* _YOUR OBJECTIVE_
Below are records to be repeated in full. Give them exactly.

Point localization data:
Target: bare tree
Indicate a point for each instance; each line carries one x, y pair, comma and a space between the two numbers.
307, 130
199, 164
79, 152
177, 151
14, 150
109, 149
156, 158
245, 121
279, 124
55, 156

* _RESPONSE TO THIS TASK_
Target: bare tree
Indicate a point for each instance; each line carries one x, y pair, comma and a space between the two numbers.
307, 130
199, 164
79, 152
177, 151
14, 150
109, 149
156, 158
245, 121
279, 124
55, 156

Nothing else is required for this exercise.